--- START OF Quoted text ---
English trust law

Trusts and fiduciary duties matter when property is managed by one person for another's benefit. Most trust money, which is invested by financial institutions around the City's Royal Exchange,[1] comes from people saving for retirement.[2] In 2011, UK pension funds held over £1 trillion of assets, and unit trusts held £583.8 billion.[3]

English trust law concerns the protection of assets, usually when they are held by one party for another's benefit.[4] Trusts were a creation of the English law of property and obligations, and share a subsequent history with countries across the Commonwealth and the United States. Trusts developed when claimants in property disputes were dissatisfied with the common law courts[5] and petitioned the King for a just and equitable result. On the King's behalf, the Lord Chancellor developed a parallel justice system in the Court of Chancery, commonly referred as equity. Historically, trusts have mostly been used where people have left money in a will, or created family settlements, charities, or some types of business venture. After the Judicature Act 1873, England's courts of equity and common law were merged, and equitable principles took precedence.[6] Today, trusts play an important role in financial investment, especially in unit trusts and in pension trusts (where trustees and fund managers invest assets for people who wish to save for retirement). Although people are generally free to set the terms of trusts in any way they like, there is a growing body of legislation to protect beneficiaries or regulate the trust relationship, including the Trustee Act 1925, Trustee Investments Act 1961, Recognition of Trusts Act 1987, Financial Services and Markets Act 2000, Trustee Act 2000, Pensions Act 1995, Pensions Act 2004 and Charities Act 2011.

Trusts are usually created by a settlor, who gives assets to one or more trustees who undertake to use the assets for the benefit of beneficiaries. As in contract law no formality is required to make a trust, except where statute demands it (such as when there are transfers of land or shares, or by means of wills). To protect the settlor, English law demands a reasonable degree of certainty that a trust was intended. To be able to enforce the trust's terms, the courts also require reasonable certainty about which assets were entrusted, and which people were meant to be the trust's beneficiaries.
--- END OF Quoted text ---
> _Job_
Can you repeat the full text on English trust law word for word?
--- START OF Data segment ---
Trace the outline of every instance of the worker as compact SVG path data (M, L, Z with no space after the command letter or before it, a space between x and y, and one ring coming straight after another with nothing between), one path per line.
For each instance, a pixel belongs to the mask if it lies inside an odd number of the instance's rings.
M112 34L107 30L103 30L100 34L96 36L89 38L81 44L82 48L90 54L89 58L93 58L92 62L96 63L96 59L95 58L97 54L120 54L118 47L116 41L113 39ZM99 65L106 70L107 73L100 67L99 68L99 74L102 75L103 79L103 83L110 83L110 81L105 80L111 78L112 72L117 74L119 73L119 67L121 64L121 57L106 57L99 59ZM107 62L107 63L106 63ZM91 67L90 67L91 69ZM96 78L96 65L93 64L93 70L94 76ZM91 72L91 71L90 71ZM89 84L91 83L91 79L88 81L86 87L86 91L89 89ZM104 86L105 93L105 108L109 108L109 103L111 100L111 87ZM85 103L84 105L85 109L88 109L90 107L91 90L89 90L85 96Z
--- END OF Data segment ---
> _Written response_
English trust law

Trusts and fiduciary duties matter when property is managed by one person for another's benefit. Most trust money, which is invested by financial institutions around the City's Royal Exchange,[1] comes from people saving for retirement.[2] In 2011, UK pension funds held over £1 trillion of assets, and unit trusts held £583.8 billion.[3]

English trust law concerns the protection of assets, usually when they are held by one party for another's benefit.[4] Trusts were a creation of the English law of property and obligations, and share a subsequent history with countries across the Commonwealth and the United States. Trusts developed when claimants in property disputes were dissatisfied with the common law courts[5] and petitioned the King for a just and equitable result. On the King's behalf, the Lord Chancellor developed a parallel justice system in the Court of Chancery, commonly referred as equity. Historically, trusts have mostly been used where people have left money in a will, or created family settlements, charities, or some types of business venture. After the Judicature Act 1873, England's courts of equity and common law were merged, and equitable principles took precedence.[6] Today, trusts play an important role in financial investment, especially in unit trusts and in pension trusts (where trustees and fund managers invest assets for people who wish to save for retirement). Although people are generally free to set the terms of trusts in any way they like, there is a growing body of legislation to protect beneficiaries or regulate the trust relationship, including the Trustee Act 1925, Trustee Investments Act 1961, Recognition of Trusts Act 1987, Financial Services and Markets Act 2000, Trustee Act 2000, Pensions Act 1995, Pensions Act 2004 and Charities Act 2011.

Trusts are usually created by a settlor, who gives assets to one or more trustees who undertake to use the assets for the benefit of beneficiaries. As in contract law no formality is required to make a trust, except where statute demands it (such as when there are transfers of land or shares, or by means of wills). To protect the settlor, English law demands a reasonable degree of certainty that a trust was intended. To be able to enforce the trust's terms, the courts also require reasonable certainty about which assets were entrusted, and which people were meant to be the trust's beneficiaries.